## What is being asked
For each line below that contains the string "kitesurfer", copy that line.
*** Dataset extract ***
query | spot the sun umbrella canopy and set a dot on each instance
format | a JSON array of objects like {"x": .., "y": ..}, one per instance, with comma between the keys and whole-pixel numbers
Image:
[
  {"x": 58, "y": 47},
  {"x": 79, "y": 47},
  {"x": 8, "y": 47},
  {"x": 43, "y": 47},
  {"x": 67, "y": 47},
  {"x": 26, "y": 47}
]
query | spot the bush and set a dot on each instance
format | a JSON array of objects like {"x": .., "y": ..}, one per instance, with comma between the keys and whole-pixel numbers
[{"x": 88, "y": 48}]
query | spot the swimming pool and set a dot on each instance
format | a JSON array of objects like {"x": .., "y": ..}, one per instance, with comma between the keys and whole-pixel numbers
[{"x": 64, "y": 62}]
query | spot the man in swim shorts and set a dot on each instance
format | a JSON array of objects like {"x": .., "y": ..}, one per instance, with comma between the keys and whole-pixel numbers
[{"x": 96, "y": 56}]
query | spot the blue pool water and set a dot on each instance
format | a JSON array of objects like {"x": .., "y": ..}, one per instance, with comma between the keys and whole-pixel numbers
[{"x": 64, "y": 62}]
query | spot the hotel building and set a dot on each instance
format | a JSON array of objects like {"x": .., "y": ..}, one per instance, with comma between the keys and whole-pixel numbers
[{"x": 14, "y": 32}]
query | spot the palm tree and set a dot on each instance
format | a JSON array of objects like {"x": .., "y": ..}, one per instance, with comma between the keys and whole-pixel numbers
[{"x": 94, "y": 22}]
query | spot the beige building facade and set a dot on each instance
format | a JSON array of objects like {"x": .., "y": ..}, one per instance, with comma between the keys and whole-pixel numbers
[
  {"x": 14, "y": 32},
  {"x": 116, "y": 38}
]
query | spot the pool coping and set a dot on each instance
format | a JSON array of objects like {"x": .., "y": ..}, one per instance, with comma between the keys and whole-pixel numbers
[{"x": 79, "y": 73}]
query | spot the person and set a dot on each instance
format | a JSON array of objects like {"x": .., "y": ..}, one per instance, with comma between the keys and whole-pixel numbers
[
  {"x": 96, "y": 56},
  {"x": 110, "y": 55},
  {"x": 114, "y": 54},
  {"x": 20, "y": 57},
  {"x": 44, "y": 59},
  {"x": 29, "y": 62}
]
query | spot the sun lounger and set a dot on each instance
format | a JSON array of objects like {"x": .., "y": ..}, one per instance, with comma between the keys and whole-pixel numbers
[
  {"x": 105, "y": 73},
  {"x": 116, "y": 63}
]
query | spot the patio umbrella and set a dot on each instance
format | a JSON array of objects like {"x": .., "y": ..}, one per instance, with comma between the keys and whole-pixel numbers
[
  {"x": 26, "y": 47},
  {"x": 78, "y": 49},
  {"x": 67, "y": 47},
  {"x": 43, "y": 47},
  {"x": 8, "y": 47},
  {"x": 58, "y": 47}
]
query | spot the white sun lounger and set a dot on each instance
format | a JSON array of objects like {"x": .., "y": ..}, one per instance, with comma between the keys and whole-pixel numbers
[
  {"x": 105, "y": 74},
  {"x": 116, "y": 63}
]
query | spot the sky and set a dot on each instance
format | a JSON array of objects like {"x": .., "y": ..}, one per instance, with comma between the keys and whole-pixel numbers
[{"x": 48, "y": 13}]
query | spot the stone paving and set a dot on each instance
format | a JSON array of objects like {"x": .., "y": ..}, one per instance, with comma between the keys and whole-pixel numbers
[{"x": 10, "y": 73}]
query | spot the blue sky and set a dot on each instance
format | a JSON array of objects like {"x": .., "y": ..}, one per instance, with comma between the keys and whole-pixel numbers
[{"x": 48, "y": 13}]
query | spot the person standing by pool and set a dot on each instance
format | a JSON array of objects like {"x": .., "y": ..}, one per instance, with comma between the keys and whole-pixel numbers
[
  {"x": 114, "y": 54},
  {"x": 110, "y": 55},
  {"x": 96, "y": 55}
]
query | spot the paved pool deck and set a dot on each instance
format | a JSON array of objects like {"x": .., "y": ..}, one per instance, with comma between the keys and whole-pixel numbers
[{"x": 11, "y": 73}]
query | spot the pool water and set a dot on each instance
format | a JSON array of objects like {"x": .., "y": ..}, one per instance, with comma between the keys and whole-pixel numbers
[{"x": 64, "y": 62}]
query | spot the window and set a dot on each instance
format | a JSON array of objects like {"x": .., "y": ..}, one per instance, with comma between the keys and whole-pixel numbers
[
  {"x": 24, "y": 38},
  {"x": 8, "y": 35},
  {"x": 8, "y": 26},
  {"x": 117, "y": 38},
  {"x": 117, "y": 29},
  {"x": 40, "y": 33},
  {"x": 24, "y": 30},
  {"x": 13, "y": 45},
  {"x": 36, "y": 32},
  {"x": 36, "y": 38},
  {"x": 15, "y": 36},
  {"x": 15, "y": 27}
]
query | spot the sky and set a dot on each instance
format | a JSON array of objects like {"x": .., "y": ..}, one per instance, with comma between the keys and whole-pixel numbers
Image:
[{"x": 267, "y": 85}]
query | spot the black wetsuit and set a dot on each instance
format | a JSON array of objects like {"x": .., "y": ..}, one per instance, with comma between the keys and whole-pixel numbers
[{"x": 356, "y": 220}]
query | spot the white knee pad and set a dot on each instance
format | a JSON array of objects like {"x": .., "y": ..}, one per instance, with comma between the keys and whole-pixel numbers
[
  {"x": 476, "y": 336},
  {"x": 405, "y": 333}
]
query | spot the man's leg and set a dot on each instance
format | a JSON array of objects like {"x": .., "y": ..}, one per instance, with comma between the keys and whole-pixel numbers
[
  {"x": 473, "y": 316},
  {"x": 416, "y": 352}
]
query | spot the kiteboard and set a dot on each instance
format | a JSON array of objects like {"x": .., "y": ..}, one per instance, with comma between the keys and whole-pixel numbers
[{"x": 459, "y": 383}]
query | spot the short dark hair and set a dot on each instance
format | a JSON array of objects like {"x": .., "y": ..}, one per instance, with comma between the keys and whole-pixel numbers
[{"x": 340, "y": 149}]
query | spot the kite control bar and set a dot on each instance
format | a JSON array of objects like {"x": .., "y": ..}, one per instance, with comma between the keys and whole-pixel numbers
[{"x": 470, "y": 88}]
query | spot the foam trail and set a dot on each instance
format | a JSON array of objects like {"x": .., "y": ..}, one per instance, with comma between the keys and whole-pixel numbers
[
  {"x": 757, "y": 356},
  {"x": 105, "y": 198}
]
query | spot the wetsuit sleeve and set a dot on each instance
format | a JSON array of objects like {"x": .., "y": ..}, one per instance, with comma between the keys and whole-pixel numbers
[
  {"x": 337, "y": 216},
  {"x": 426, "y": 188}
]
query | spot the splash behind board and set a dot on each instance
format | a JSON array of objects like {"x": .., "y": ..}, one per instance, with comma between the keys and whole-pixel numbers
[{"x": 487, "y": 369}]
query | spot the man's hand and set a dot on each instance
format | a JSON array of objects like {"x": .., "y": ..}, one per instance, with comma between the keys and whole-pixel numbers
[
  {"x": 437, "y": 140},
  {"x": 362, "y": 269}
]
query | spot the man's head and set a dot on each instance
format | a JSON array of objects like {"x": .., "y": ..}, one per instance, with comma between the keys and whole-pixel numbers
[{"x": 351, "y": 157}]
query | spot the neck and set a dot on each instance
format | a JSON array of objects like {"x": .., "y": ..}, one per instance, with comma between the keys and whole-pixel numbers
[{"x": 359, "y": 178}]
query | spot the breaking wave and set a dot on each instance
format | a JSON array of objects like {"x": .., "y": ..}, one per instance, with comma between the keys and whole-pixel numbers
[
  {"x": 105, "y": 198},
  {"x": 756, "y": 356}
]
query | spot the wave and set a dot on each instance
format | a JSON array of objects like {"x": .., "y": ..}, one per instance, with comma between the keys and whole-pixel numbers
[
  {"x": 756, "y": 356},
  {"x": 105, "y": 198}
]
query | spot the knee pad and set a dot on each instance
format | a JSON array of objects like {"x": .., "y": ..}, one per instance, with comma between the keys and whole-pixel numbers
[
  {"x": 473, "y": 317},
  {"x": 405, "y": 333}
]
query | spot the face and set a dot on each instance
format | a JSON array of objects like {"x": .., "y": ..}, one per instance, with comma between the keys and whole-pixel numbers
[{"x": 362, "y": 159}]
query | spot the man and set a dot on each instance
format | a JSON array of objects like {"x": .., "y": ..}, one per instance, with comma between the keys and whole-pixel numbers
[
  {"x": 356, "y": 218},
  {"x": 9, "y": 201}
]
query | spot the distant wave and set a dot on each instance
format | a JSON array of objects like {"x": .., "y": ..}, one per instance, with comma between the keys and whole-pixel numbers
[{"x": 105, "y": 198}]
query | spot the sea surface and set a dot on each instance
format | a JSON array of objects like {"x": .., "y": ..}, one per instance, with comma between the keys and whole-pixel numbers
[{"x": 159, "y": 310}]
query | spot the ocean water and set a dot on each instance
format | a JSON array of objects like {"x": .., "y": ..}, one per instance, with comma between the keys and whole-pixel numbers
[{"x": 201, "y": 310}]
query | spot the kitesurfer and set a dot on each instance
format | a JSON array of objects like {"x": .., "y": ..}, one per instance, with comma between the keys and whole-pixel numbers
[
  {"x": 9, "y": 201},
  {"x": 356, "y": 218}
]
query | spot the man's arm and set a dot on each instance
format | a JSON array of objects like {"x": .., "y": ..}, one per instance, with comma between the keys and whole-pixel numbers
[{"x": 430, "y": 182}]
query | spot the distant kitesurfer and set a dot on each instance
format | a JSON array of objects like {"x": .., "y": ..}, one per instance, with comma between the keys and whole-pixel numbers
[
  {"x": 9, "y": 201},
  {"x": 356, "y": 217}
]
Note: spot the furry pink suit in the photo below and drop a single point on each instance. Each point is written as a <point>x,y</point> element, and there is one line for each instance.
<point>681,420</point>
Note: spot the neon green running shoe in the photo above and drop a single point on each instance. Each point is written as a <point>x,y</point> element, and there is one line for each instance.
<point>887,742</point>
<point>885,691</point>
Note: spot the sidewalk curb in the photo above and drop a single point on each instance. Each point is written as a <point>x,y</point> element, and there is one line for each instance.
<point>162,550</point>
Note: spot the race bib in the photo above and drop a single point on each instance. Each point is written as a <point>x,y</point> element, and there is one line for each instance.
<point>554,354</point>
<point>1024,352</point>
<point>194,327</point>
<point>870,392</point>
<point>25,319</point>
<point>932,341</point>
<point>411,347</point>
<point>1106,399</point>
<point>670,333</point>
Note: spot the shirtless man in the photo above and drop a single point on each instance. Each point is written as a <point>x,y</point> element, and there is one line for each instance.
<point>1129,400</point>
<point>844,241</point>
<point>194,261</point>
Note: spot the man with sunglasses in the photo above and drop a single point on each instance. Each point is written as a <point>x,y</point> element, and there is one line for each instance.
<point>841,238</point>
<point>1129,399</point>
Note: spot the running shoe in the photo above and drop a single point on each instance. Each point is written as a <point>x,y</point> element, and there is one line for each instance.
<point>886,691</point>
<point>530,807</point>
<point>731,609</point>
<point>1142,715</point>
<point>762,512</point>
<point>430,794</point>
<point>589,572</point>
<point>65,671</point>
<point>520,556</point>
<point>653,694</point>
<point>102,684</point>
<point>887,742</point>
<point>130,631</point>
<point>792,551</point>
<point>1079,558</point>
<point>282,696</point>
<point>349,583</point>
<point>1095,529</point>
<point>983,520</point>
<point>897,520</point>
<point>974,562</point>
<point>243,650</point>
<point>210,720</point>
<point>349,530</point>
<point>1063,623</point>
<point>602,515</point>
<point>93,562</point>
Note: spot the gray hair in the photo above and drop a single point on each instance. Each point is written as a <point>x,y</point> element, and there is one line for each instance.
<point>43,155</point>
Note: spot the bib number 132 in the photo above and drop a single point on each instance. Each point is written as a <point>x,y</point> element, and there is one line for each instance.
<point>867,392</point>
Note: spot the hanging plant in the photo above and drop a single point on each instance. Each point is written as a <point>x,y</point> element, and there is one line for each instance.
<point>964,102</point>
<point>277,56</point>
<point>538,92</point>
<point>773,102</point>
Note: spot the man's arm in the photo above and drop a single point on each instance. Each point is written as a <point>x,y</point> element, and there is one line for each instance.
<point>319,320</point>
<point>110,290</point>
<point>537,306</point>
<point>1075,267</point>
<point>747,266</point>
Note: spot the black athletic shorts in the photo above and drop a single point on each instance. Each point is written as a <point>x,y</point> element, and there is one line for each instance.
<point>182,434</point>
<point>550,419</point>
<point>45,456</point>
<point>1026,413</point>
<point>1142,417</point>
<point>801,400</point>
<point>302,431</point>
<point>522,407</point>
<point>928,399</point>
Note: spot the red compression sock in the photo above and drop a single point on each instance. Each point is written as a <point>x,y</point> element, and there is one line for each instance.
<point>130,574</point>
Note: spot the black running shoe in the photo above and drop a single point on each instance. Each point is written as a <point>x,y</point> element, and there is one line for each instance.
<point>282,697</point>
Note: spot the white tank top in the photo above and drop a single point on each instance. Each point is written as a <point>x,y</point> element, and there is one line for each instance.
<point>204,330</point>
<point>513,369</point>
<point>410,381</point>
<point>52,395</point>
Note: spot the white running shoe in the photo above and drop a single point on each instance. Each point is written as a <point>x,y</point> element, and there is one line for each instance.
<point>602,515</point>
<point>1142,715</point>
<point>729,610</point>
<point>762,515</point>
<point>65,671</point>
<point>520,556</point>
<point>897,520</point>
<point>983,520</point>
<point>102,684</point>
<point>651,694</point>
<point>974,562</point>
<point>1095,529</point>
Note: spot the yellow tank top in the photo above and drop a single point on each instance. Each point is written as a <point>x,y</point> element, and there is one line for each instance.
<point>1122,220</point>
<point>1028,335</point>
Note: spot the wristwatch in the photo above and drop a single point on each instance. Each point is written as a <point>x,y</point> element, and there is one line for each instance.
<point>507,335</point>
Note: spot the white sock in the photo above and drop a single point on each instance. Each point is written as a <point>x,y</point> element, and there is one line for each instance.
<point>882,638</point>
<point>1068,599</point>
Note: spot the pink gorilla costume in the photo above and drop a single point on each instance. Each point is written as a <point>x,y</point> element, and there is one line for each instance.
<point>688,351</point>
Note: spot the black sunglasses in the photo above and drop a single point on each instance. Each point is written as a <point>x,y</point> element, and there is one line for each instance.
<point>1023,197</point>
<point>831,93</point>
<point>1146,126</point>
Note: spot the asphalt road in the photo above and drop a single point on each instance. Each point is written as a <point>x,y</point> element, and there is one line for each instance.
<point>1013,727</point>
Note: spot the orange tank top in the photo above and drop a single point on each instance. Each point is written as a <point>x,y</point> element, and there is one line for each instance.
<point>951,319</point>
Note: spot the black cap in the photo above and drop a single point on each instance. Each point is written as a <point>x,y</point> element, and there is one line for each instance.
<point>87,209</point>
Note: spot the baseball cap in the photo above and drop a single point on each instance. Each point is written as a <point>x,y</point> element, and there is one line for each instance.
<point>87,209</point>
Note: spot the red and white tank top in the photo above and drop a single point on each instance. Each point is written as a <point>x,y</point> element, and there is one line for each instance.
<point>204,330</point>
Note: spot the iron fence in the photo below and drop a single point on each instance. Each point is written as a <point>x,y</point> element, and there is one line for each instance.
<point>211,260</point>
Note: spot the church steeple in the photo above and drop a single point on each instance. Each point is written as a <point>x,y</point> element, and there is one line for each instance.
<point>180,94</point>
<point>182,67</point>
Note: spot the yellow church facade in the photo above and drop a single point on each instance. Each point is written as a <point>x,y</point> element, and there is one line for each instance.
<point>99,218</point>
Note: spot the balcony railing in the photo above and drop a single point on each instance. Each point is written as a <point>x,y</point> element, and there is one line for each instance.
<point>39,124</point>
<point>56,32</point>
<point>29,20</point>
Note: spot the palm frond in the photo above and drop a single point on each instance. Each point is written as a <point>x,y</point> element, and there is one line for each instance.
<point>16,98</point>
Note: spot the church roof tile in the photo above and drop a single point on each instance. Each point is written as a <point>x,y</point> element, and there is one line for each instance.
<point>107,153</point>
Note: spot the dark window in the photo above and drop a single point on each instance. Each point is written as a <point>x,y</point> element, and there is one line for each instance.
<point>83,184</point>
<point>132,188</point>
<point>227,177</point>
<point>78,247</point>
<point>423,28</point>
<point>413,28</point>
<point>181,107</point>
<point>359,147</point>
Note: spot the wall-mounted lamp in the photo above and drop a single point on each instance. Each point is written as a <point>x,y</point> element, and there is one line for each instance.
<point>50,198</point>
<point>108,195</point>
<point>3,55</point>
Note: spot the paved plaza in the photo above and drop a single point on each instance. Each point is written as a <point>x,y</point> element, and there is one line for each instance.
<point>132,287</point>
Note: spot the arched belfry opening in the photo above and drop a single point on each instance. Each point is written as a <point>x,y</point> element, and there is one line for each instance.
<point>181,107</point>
*** End of Dataset extract ***
## Solved problem
query | spot the kitesurfer and set a dot on each instance
query | spot the distant kitesurfer and set a dot on each instance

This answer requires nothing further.